[Required work]
Reproduce the passage about Jeremy Brock's move into feature writing word for word, starting with "Cate Blanchett in" and going on through "for Best Screenplay.".

[Passage for review]
+++
Cate Blanchett

Cate Blanchett in Charlotte
Gray

Jeremy Brock had it coming. After cutting his teeth
as a writer in British television for over a dozen years, he vaulted
into feature writing when Miramax saw gold in his original script, Mrs. Brown. Harvey Weinstein and company lifted the project
out of TV land and ‘did the Miramax number on it.’ Assigning the
project to director John Madden (Shakespeare In Love), and
securing Judy Dench to star, they gave the picture a worldwide rollout.
Mrs. Brown was Brock’s feature debut, and it garnered two Oscar
nominations and won the writer a BAFTA Award for Best Screenplay.
For a film that started out as yet another project for television,
it was, in the Jeremy’s words, "a fairy tale."
+++
[Supplied data]
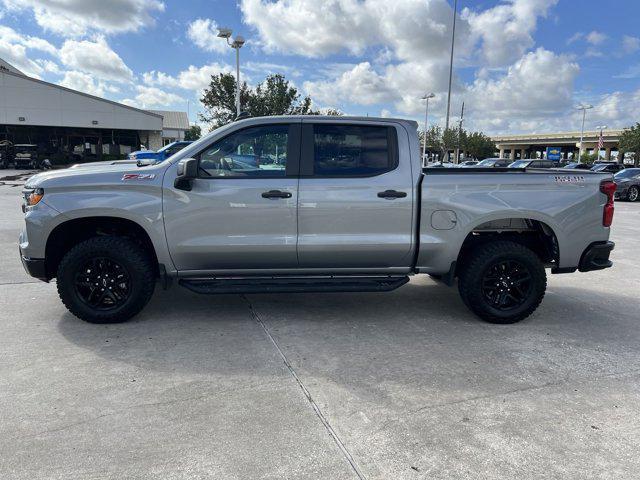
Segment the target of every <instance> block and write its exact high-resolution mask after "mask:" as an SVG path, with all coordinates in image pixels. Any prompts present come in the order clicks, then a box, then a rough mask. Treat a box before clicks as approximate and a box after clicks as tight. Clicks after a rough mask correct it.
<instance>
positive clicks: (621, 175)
mask: <svg viewBox="0 0 640 480" xmlns="http://www.w3.org/2000/svg"><path fill="white" fill-rule="evenodd" d="M636 175H640V168H627V169H626V170H622V171H620V172H618V173H616V174H615V175H614V178H616V179H623V178H632V177H635V176H636Z"/></svg>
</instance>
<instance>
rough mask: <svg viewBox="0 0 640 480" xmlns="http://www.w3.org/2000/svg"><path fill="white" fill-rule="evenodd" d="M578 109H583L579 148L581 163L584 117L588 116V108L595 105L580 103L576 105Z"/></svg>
mask: <svg viewBox="0 0 640 480" xmlns="http://www.w3.org/2000/svg"><path fill="white" fill-rule="evenodd" d="M576 108H577V109H578V110H582V130H580V148H579V150H578V163H580V159H581V158H582V141H583V139H584V119H585V117H586V116H587V110H589V109H590V108H593V105H589V104H586V105H585V104H584V103H582V104H580V105H578V106H577V107H576Z"/></svg>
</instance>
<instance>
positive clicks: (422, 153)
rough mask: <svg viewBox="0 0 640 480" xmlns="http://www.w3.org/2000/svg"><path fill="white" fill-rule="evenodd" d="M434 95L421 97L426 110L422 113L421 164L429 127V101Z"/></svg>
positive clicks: (423, 158)
mask: <svg viewBox="0 0 640 480" xmlns="http://www.w3.org/2000/svg"><path fill="white" fill-rule="evenodd" d="M435 96H436V94H435V93H429V94H426V95H425V96H424V97H422V100H426V101H427V108H426V109H425V111H424V138H423V139H422V163H423V164H424V162H425V157H426V155H427V132H428V127H429V99H430V98H433V97H435Z"/></svg>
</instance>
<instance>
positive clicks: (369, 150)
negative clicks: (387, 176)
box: [313, 125, 397, 177]
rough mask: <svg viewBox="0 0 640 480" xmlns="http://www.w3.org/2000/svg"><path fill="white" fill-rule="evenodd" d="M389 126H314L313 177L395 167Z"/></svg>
mask: <svg viewBox="0 0 640 480" xmlns="http://www.w3.org/2000/svg"><path fill="white" fill-rule="evenodd" d="M393 135H395V130H394V129H393V128H390V127H375V126H356V125H314V127H313V145H314V148H313V174H314V175H315V176H341V177H344V176H370V175H379V174H381V173H384V172H388V171H389V170H393V169H394V168H395V167H396V164H397V161H396V158H395V153H393V152H394V150H395V148H393V146H392V143H393V141H394V140H393V139H394V136H393Z"/></svg>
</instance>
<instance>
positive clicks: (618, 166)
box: [591, 162, 625, 173]
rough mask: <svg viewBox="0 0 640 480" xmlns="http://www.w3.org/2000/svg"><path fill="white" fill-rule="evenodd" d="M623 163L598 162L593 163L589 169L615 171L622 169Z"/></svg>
mask: <svg viewBox="0 0 640 480" xmlns="http://www.w3.org/2000/svg"><path fill="white" fill-rule="evenodd" d="M624 168H625V167H624V165H622V164H621V163H617V162H599V163H594V164H593V167H591V170H592V171H594V172H608V173H617V172H619V171H620V170H624Z"/></svg>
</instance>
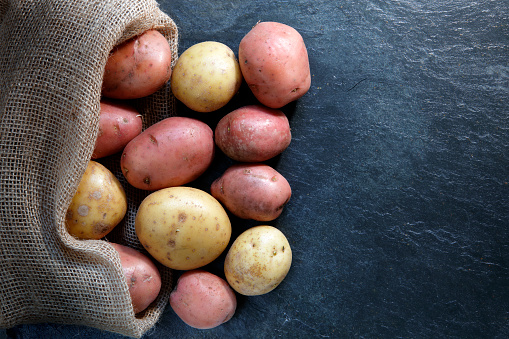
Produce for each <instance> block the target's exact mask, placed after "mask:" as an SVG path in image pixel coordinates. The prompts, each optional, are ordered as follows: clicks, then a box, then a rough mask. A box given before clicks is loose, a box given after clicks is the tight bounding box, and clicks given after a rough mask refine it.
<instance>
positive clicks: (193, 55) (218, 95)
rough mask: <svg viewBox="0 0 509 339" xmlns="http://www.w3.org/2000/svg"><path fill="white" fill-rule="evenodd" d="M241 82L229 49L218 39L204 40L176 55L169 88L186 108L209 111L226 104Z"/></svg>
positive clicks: (231, 50)
mask: <svg viewBox="0 0 509 339" xmlns="http://www.w3.org/2000/svg"><path fill="white" fill-rule="evenodd" d="M241 83H242V73H241V71H240V67H239V63H238V61H237V59H236V58H235V54H234V53H233V51H232V50H231V49H230V48H229V47H228V46H226V45H225V44H222V43H220V42H216V41H205V42H201V43H198V44H196V45H193V46H191V47H189V48H188V49H187V50H185V51H184V53H182V55H181V56H180V57H179V59H178V61H177V64H176V65H175V67H174V69H173V75H172V77H171V90H172V92H173V94H174V95H175V97H176V98H177V99H178V100H180V101H181V102H182V103H184V105H186V106H187V107H189V108H190V109H192V110H194V111H197V112H212V111H215V110H217V109H219V108H221V107H223V106H224V105H226V104H227V103H228V102H229V101H230V100H231V99H232V97H233V96H234V95H235V93H237V92H238V90H239V88H240V85H241Z"/></svg>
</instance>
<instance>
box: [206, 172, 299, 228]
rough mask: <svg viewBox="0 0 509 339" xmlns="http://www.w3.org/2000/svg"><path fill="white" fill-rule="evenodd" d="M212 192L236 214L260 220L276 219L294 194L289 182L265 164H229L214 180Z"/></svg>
mask: <svg viewBox="0 0 509 339" xmlns="http://www.w3.org/2000/svg"><path fill="white" fill-rule="evenodd" d="M210 192H211V194H212V196H213V197H214V198H216V199H217V200H219V201H220V202H221V203H223V204H224V206H225V207H226V208H227V209H228V210H229V211H230V212H231V213H233V214H234V215H236V216H238V217H239V218H243V219H253V220H258V221H270V220H274V219H276V218H277V217H279V215H281V212H282V211H283V207H284V206H285V205H286V203H288V201H289V200H290V197H291V195H292V189H291V187H290V184H289V183H288V181H287V180H286V179H285V178H284V177H283V176H282V175H281V174H280V173H279V172H277V171H276V170H275V169H274V168H272V167H270V166H268V165H265V164H249V163H240V164H235V165H232V166H230V167H229V168H228V169H227V170H226V171H225V172H224V173H223V175H222V176H221V177H219V178H218V179H216V180H214V182H212V185H211V188H210Z"/></svg>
+++
[Answer to this task]
Cate Blanchett in Charlotte
Gray

Jeremy Brock had it coming. After cutting his teeth
as a writer in British television for over a dozen years, he vaulted
into feature writing when Miramax saw gold in his original script, Mrs. Brown. Harvey Weinstein and company lifted the project
out of TV land and ‘did the Miramax number on it.’ Assigning the
project to director John Madden (Shakespeare In Love), and
securing Judy Dench to star, they gave the picture a worldwide rollout.
Mrs. Brown was Brock’s feature debut, and it garnered two Oscar
nominations and won the writer a BAFTA Award for Best Screenplay.